[Written task]: Give as a JSON list of strings, one per line and with blank lines dropped, the rows from the line with "Would you be willing to mark the seated" up to and including the line with "column 549, row 532". Omit the pictures.

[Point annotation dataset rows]
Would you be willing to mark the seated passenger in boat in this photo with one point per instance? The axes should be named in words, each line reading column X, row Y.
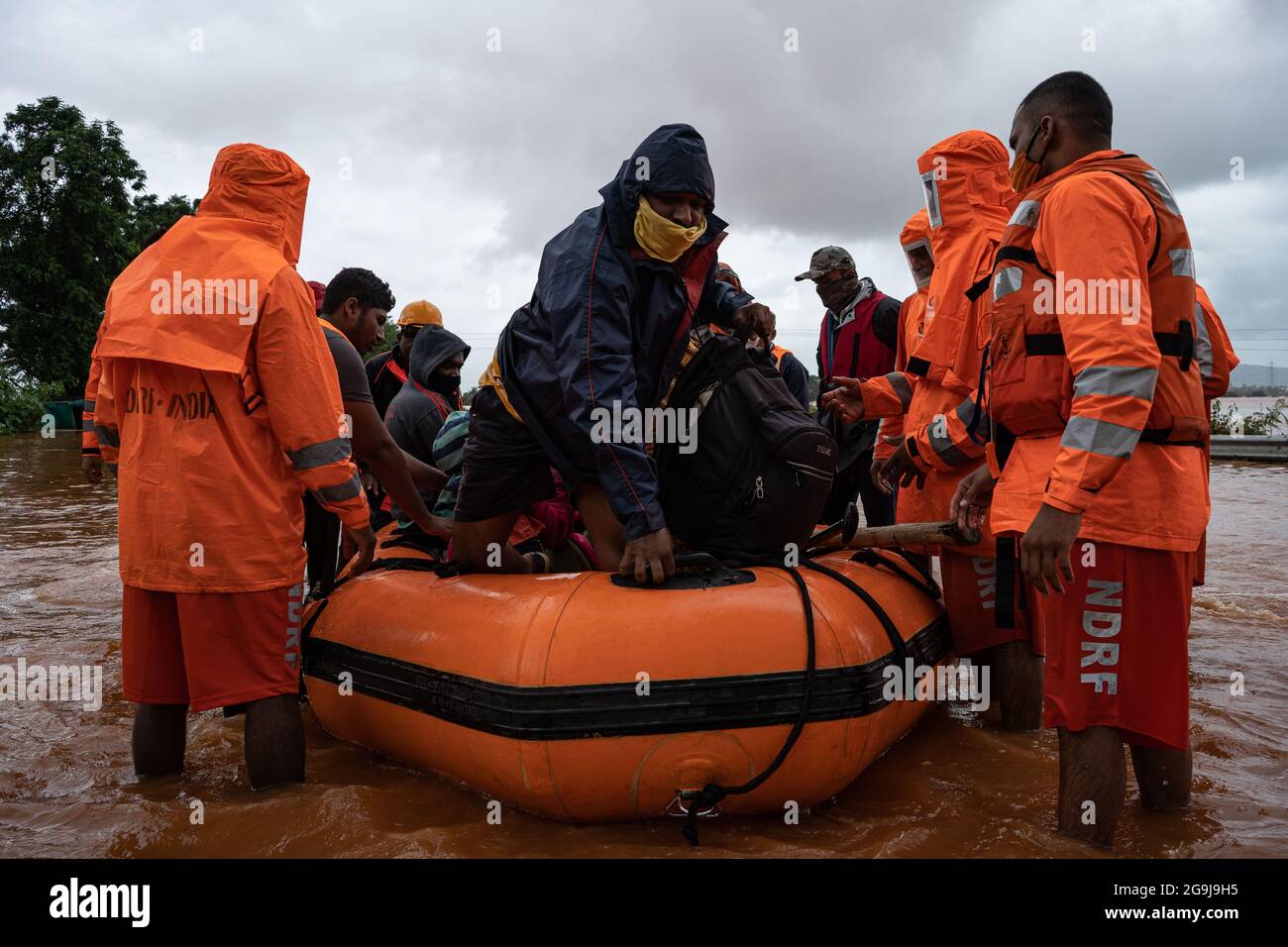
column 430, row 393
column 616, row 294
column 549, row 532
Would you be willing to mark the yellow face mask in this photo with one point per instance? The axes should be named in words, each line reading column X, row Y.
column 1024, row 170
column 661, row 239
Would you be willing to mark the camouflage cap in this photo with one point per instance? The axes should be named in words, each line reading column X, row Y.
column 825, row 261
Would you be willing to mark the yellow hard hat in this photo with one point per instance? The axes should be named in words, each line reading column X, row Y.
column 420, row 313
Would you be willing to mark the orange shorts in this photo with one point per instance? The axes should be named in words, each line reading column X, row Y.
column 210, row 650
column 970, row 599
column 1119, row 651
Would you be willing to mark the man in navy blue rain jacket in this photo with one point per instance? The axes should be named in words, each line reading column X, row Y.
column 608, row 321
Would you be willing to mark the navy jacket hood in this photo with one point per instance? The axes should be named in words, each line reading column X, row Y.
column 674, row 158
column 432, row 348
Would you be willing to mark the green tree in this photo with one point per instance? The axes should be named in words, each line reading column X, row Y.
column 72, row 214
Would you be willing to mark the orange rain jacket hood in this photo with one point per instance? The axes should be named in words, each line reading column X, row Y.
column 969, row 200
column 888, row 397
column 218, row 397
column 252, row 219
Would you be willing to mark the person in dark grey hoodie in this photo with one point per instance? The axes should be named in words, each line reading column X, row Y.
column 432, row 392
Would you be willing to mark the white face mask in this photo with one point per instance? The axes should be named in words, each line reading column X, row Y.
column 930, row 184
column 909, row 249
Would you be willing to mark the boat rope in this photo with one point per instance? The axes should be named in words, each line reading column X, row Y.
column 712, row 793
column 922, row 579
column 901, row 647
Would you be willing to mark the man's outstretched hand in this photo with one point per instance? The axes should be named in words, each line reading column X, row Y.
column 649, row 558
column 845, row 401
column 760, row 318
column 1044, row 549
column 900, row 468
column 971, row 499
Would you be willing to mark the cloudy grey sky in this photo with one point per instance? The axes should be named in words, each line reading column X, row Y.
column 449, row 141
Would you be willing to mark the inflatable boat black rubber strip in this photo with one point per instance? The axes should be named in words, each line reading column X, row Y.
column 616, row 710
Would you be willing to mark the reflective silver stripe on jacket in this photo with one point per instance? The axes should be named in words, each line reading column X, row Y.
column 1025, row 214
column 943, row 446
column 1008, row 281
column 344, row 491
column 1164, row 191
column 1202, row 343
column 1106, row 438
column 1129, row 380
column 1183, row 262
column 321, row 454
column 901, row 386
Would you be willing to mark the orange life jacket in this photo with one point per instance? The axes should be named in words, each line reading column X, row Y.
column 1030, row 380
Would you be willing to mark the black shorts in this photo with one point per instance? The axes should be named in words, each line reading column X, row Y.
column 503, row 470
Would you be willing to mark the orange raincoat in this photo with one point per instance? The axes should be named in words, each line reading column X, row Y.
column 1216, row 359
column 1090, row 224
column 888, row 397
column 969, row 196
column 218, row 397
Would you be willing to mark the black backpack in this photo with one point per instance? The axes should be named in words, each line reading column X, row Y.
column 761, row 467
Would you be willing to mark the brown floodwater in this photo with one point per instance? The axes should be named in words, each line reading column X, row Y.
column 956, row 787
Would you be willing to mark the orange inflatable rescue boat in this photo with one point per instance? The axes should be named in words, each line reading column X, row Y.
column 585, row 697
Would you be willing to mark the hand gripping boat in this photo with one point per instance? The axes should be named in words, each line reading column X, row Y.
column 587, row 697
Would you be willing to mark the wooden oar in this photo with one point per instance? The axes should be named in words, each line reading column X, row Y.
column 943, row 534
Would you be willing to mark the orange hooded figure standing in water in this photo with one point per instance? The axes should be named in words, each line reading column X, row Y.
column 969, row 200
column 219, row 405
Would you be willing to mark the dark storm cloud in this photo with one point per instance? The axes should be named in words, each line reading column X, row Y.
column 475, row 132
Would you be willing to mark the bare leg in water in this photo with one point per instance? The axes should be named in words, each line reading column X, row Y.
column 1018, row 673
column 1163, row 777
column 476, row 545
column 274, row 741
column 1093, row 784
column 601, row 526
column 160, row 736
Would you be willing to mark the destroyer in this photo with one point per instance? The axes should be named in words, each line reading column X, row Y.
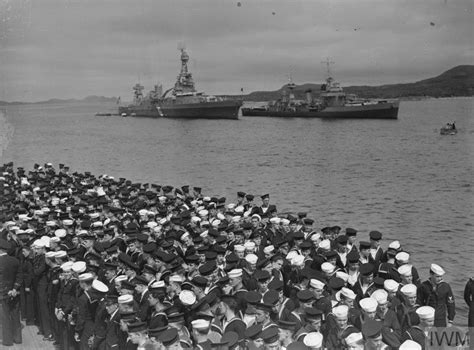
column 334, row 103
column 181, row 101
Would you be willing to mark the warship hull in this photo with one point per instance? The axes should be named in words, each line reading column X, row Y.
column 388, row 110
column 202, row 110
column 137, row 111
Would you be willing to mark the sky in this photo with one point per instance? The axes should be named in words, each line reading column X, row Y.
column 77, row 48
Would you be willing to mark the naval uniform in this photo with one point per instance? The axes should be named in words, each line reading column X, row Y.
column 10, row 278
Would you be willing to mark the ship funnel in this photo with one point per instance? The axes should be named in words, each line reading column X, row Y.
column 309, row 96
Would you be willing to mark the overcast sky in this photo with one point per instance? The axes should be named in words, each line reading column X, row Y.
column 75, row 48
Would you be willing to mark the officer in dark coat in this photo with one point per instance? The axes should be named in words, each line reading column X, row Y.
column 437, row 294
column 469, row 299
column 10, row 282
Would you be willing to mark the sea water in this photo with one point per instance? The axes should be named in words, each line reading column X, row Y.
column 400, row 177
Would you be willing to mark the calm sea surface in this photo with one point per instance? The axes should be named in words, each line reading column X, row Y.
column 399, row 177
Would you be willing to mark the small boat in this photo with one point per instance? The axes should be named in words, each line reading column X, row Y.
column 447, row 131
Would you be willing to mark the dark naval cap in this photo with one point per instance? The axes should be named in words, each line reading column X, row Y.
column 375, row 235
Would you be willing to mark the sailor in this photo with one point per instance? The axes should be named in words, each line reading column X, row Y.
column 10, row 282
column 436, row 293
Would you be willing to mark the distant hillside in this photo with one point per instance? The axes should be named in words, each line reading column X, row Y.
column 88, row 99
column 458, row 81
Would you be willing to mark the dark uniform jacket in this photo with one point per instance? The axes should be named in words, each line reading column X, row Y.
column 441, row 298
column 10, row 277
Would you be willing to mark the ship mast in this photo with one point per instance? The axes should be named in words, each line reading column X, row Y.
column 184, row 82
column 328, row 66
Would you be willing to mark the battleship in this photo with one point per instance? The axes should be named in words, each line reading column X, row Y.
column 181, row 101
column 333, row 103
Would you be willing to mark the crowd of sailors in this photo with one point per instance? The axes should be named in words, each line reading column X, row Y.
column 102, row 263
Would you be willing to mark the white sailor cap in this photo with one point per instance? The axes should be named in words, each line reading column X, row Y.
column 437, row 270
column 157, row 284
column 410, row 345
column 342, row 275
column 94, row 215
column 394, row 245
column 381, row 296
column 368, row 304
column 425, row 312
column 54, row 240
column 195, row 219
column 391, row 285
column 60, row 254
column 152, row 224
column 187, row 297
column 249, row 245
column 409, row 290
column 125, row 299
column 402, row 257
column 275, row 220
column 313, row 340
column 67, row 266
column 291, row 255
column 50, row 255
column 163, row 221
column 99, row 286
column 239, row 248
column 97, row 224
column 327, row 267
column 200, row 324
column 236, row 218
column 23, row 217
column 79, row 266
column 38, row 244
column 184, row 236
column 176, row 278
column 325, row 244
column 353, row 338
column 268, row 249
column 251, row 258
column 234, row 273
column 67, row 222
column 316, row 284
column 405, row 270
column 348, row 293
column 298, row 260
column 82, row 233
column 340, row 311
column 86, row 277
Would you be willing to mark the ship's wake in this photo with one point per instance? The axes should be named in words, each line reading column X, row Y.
* * *
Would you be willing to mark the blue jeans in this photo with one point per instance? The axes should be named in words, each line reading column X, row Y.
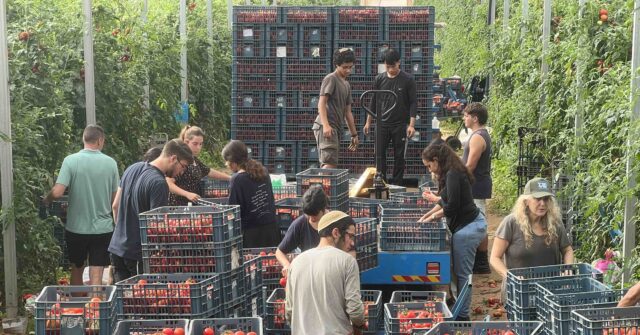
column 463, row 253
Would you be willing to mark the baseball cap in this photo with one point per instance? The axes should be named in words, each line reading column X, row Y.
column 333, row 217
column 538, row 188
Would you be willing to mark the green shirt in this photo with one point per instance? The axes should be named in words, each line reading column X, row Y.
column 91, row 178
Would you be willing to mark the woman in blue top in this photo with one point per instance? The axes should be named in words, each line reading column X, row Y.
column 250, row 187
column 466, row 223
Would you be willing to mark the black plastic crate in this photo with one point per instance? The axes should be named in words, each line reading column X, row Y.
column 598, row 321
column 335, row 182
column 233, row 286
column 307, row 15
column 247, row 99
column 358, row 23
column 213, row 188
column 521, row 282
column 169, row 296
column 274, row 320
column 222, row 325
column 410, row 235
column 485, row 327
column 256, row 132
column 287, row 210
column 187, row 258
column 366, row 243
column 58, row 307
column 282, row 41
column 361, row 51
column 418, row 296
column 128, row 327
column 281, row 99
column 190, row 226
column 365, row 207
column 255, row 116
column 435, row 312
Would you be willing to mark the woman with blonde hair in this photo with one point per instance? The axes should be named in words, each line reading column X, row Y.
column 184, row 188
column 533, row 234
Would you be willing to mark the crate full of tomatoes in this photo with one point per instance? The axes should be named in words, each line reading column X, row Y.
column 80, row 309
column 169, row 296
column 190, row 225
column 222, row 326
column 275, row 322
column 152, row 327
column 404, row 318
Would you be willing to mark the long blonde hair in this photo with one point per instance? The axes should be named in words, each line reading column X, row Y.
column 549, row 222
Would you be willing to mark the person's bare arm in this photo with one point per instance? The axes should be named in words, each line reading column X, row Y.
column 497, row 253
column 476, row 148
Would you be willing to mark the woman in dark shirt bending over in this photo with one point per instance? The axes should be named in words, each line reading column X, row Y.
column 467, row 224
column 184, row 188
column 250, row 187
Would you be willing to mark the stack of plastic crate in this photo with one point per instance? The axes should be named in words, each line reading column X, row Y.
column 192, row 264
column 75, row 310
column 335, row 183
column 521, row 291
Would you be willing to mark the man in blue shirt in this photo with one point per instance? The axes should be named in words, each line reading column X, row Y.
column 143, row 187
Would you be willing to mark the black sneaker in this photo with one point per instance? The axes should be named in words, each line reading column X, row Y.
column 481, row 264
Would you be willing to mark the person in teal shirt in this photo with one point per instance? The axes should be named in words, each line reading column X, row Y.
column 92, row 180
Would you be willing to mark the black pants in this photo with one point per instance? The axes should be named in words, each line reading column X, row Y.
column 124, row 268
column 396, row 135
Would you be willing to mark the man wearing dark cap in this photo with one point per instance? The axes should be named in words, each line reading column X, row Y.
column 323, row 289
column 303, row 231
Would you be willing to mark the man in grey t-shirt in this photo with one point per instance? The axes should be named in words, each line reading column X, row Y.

[Exercise response]:
[
  "Would you be willing to mark the seated passenger in boat in this photo with one point per instance? The axes should be named in words, each line reading column X, row Y.",
  "column 430, row 393",
  "column 616, row 294",
  "column 549, row 532"
]